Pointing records
= = =
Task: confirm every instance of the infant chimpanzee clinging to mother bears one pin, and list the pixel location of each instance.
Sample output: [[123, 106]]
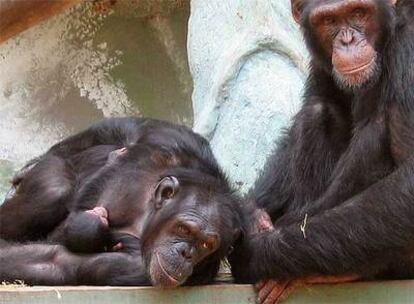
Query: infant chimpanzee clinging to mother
[[129, 201]]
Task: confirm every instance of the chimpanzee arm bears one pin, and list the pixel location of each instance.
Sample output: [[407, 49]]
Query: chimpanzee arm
[[43, 264], [356, 237]]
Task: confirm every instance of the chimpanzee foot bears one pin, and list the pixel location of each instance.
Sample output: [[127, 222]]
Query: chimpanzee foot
[[101, 213], [261, 222], [114, 155], [274, 291]]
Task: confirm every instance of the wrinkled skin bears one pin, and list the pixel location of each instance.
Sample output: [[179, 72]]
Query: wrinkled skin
[[339, 187], [136, 202]]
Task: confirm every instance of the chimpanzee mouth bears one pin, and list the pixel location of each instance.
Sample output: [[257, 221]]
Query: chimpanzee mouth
[[172, 280], [358, 69]]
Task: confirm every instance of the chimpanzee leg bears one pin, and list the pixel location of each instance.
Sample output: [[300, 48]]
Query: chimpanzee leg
[[299, 170], [39, 202], [116, 131], [365, 162], [84, 231], [43, 264]]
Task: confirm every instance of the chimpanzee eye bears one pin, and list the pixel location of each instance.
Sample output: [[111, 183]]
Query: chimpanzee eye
[[206, 246], [329, 20], [358, 13], [167, 193], [183, 230]]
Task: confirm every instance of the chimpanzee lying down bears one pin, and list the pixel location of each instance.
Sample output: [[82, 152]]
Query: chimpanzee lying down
[[129, 201]]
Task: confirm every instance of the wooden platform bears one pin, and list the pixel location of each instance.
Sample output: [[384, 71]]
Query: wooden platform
[[397, 292]]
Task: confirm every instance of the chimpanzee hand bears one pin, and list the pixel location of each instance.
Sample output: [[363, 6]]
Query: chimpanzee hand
[[274, 291]]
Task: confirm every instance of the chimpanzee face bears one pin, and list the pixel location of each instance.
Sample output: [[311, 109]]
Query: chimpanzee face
[[190, 224], [349, 34]]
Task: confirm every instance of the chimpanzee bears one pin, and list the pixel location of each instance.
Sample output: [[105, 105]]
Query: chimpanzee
[[143, 200], [340, 186]]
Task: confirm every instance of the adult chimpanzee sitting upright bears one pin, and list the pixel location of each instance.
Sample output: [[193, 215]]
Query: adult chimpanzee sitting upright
[[340, 186], [148, 191]]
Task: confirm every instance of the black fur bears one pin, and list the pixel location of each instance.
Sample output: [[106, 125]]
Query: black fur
[[346, 166], [82, 172]]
= = =
■ **DESCRIPTION OF THE TASK**: Copy the listing exactly. Any image in it stays out of the copy.

■ **COMPLETE OUTPUT**:
Task: confirm every instance of the infant chimpanzee clinging to mother bears one pin, and list the pixel location of each instance.
Sample output: [[123, 106]]
Query: infant chimpanzee clinging to mother
[[129, 201]]
Task: confirm every instance of the chimpanzee arm bears one pin, and list the pixel location of each instance.
Sample output: [[407, 49]]
Query: chimpanzee arm
[[43, 264], [356, 237]]
Task: confirm every instance of the chimpanzee foot bears one pin, and list the pixel location of each instance.
Sample output: [[127, 222]]
Query: chimpanzee foot
[[101, 213], [261, 222], [114, 155], [274, 291]]
Task: confirm every instance of the wrinkled skin bears one pin, and list the pixel location of each instance.
Sample output: [[179, 72]]
Query: wrinkled skin
[[339, 187], [136, 202]]
Task: confirm every instance of the chimpanzee mouth bears one pin, and list the pixel location of each instance.
Sample output: [[257, 221]]
Query: chimpanzee mouth
[[172, 280], [358, 69]]
Task: confirm every instance of the chimpanzee leg bears one pin, and list the pixel location of each instance.
Sample output: [[300, 48]]
Query: chimpanzee leg
[[299, 170], [39, 202], [116, 131], [365, 162], [84, 231], [43, 264]]
Task: confirm every instance of the chimpanzee eye bears one pin, and list the pixel location of each instance.
Sample output: [[111, 183]]
Query: chimpanzee eye
[[206, 246], [329, 20], [358, 13], [167, 193], [183, 230]]
Task: confirm every instance of the chimpanzee lying down bears one pin, and list the pixel location of each instance.
Sample output: [[82, 152]]
Query: chimpanzee lying down
[[129, 201]]
Task: confirm every instance of the wooden platform bears one pin, and list the pixel location of each instance.
Sample output: [[384, 71]]
Query: wooden platform
[[397, 292]]
Task: confirm every instance of the chimpanzee hand bears one pin, and list the pixel location of each instance.
Sample output: [[363, 6]]
Query: chimpanzee hand
[[274, 291]]
Task: confirm every instance of the chimpanzee face bears one pin, and list the pixel location of each instance.
Sample output: [[311, 109]]
Query: chimpanzee face
[[190, 224], [349, 34]]
Task: confirm every instance of the chimpanzee bears one pin, and list the pixel location of each instance.
Sample output: [[105, 105]]
Query: chimpanzee
[[143, 200], [340, 186]]
Task: confirm every instance of the adult chimpanzee sitting upright bears one pin, and list the pixel location of each instance.
Sample output: [[193, 215]]
Query: adult chimpanzee sitting upright
[[340, 186], [148, 191]]
Task: confirm every instance of the black fur bears one pin, and list the pixel location of each instance.
Sample output: [[106, 125]]
Query: black fur
[[346, 166], [82, 172]]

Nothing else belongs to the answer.